## Extrait du texte
Pendant plus d’un demi-siècle, les principales démocraties ont organisé la tendance au parti unique, qui est le propre du capitalisme d’État, par le biais du bipartisme, en tenant les commandes à tour de rôle, avec un parti penchant vers la droite et l’autre vers la gauche.
Le mécanisme bipartite est très usé un peu partout. Ce n’est pas le lieu ici de faire une analyse des causes de cette usure, mais ce qui est certain c’est que, ces dernières années, la bourgeoisie espagnole a mis en route une opération politique pour affronter la crise du bipartisme. Un facteur qui sans doute a influencé cette mise en route est la prise de conscience que le 15-M a exprimée et qui avait amené à une critique très dure du PSOE.
Cette opération politique consistait à faire émerger, à partir de pratiquement rien, deux partis, l’un à droite, Ciudadanos, et l’autre à gauche, Podemos 6, appelés à renouveler l’appareil politique, peut-être en servant d’aiguillon aux deux de toujours, peut-être pour les remplacer s’il le fallait. Mais l’opération n’a pas eu le succès escompté et est en train de causer des ravages importants. Ceci met en évidence le fait que les manœuvres d’ingénierie politique et électorale ne sont pas si faciles que cela en ces temps de décomposition.
Les élections de décembre 2015 n’ont pas produit l’option souhaitée. Il a fallu les répéter en juin 2016. Celles-ci n’ont pas produit non plus le résultat qu’on en attendait et, qui plus est, elles menaçaient d’affaiblir tous les partis, excepté le PP, un parti que pourtant on essayait de “reformer” en se débarrassant du fardeau d’une corruption qui a atteint des niveaux infamants. Au contraire, si on avait continué à répéter les élections, le PP aurait pu obtenir une écrasante majorité absolue.
En fait, le ravage le plus important a été la crise du PSOE. Le résultat électoral de juin a mis uniquement sur ses épaules la responsabilité “d’assurer la gouvernabilité du pays” en livrant le pouvoir au PP. Cela signifie lancer un missile sur un PSOE déjà très affaibli pour toutes les raisons que nous avons mis en avant.

## Exercice
Réécrivez, s'il vous plaît, le passage de l'extrait sur le bipartisme de "Pendant plus d’un" à "vers la gauche.", en remplaçant "démocraties" par "républiques".

## Lignes de données
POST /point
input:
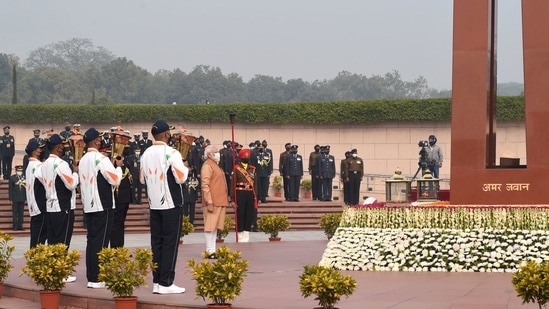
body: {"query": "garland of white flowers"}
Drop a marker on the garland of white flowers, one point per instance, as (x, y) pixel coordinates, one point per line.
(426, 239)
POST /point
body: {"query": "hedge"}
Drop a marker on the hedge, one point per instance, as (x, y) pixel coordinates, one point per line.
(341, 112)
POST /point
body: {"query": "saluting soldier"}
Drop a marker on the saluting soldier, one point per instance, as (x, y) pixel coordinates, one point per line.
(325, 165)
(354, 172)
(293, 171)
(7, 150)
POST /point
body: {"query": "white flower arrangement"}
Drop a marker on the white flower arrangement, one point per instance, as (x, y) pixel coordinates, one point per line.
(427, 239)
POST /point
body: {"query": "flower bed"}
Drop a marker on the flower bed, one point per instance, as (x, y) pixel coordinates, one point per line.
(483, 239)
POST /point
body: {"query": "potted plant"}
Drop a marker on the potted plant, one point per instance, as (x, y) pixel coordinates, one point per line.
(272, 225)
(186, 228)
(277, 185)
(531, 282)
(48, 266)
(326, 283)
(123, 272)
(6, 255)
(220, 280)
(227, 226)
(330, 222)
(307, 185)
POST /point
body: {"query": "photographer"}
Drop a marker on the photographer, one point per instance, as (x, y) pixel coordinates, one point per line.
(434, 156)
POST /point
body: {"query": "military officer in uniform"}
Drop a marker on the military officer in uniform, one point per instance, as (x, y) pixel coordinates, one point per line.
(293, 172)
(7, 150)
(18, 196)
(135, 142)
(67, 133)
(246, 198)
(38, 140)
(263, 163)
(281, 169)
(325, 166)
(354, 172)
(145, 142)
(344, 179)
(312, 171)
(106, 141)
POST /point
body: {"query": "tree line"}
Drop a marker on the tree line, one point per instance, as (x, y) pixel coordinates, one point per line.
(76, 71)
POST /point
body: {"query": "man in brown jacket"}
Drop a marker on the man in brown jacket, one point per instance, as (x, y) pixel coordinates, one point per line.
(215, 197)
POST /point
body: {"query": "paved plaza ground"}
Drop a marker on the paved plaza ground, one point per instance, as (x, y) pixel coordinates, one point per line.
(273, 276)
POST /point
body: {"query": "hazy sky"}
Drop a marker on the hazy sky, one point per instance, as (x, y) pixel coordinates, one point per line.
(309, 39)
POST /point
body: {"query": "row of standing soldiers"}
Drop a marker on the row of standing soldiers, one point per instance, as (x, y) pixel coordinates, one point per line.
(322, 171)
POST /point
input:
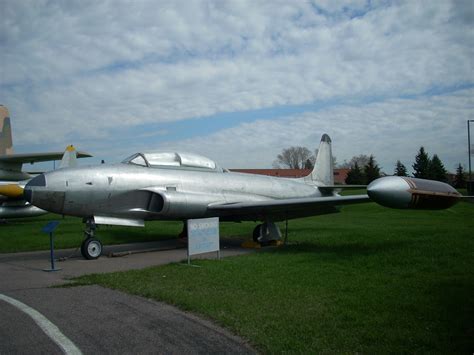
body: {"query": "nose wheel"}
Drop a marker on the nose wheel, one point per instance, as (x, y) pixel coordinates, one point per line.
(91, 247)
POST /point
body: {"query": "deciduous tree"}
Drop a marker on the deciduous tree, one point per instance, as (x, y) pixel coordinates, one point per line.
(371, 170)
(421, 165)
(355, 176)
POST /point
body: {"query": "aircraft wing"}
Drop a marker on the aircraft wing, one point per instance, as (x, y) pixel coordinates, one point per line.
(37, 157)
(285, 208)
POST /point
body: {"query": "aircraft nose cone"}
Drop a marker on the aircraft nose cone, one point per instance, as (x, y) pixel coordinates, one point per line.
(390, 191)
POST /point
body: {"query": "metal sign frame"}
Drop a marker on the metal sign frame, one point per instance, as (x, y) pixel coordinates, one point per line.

## Réponse
Pendant plus d’un demi-siècle, les principales républiques ont organisé la tendance au parti unique, qui est le propre du capitalisme d’État, par le biais du bipartisme, en tenant les commandes à tour de rôle, avec un parti penchant vers la droite et l’autre vers la gauche.